The Border Collie was bred to control and heard sheep in the hill-filled border country between England and Scotland, and is still used on farms and ranches around the world today. Known for the intense stare they use to control a flock, this breed’s work drive, stamina and limitless energy make it a masterful herding dog. Border Collies are also highly trainable, which, combined with their intelligence, enables them to excel in various canine sports such as flyball, agility, obedience, tracking and flying disc competitions.
Border Collies are a medium-sized dog, reaching a height of between 48-56cm in males and 46-53cm in females. Males weigh an average of 14-20kg, which is only slightly heavier than females at 12-19kg. Other characteristics of the Border Collie include a relatively flat skull, oval eyes, medium-sized ears that are both set well apart, as well as a medium-sized tail.
Being very alert and protective by nature, Border Collies will generally loudly announce the presence of an intruder, which makes them adequate watch dogs. Their intelligence and tractable nature also make them easy to train, and according to those who know them well, they have the uncanny ability to know what you are going to ask of them even before you ask it.

§ **Given problem A**: In the Border Collie text, how tall do males grow?
The listing below has no connection to the Border Collie text.

§ **Data**:
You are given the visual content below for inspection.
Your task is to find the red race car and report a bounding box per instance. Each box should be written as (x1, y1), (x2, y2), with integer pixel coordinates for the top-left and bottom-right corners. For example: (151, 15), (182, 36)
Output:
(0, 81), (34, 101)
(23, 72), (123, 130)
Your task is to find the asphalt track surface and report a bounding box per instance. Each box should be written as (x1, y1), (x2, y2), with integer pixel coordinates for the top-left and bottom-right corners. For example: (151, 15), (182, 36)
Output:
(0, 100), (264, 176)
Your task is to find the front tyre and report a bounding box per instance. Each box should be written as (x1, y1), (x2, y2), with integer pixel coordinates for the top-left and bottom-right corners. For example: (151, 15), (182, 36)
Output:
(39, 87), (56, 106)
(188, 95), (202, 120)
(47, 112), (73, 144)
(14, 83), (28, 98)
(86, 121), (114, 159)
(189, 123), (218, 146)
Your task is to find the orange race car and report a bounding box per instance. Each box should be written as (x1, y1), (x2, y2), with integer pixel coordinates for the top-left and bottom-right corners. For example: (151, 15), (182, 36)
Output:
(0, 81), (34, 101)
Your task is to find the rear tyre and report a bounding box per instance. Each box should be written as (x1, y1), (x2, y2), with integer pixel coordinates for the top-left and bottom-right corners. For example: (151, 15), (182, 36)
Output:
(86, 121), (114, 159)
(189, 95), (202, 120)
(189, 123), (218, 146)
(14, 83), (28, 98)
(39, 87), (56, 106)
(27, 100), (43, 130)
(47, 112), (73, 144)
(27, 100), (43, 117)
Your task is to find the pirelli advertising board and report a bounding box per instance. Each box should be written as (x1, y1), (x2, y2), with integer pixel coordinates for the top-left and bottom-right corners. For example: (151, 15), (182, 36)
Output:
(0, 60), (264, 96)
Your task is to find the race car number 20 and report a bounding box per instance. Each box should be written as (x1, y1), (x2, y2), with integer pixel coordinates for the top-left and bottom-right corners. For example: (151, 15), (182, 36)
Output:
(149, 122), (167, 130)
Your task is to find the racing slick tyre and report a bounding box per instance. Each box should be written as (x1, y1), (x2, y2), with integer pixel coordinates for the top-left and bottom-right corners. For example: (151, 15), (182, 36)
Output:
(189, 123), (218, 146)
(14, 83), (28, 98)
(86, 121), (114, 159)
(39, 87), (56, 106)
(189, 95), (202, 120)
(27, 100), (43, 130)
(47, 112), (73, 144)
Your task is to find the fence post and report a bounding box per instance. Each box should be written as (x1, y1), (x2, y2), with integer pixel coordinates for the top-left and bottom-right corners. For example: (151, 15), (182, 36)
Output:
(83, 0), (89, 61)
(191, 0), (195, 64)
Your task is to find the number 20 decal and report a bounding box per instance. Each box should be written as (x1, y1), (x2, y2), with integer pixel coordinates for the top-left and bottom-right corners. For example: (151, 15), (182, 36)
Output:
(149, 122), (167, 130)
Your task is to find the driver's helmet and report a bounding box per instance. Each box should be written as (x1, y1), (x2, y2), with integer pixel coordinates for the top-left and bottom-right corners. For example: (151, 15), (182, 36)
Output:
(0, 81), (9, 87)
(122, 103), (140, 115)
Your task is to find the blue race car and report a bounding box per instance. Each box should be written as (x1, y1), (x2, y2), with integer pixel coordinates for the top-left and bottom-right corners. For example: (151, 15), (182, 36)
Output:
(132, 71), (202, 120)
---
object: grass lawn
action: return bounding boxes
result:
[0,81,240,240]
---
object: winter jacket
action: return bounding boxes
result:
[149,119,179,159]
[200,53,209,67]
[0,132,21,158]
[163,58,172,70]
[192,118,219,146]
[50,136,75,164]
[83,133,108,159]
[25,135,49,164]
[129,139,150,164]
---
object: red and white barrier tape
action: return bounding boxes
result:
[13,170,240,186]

§ **Given problem B**: In the listing, copy out every line from the one containing "Your task is to find the number" through the last line of the listing, both ends included.

§ **Finished answer A**: Between 48 and 56cm.

§ **Finished answer B**:
Your task is to find the number 20 decal and report a bounding box per instance. Each box should be written as (x1, y1), (x2, y2), with integer pixel coordinates for the top-left and bottom-right corners. For example: (151, 15), (182, 36)
Output:
(149, 122), (167, 130)
Your task is to find the driver's helmet and report a bounding box per instance. Each box should be written as (x1, y1), (x2, y2), with integer pixel coordinates for the top-left and bottom-right corners. For example: (151, 15), (182, 36)
Output:
(0, 81), (9, 87)
(122, 103), (140, 115)
Your task is to find the blue race car and report a bounding box per instance. Each box should be written as (x1, y1), (x2, y2), with integer pixel coordinates for the top-left and bottom-right corners. For example: (151, 15), (182, 36)
Output:
(132, 71), (202, 120)
---
object: grass lawn
action: return bounding boxes
result:
[0,81,240,240]
---
object: winter jacket
action: return bounding boxes
result:
[149,119,179,159]
[200,53,209,67]
[0,132,21,158]
[163,58,172,70]
[192,118,219,146]
[50,136,75,164]
[83,133,108,159]
[25,135,49,164]
[129,139,150,164]
---
object: red and white barrier tape
action: return bounding boxes
result:
[13,170,240,186]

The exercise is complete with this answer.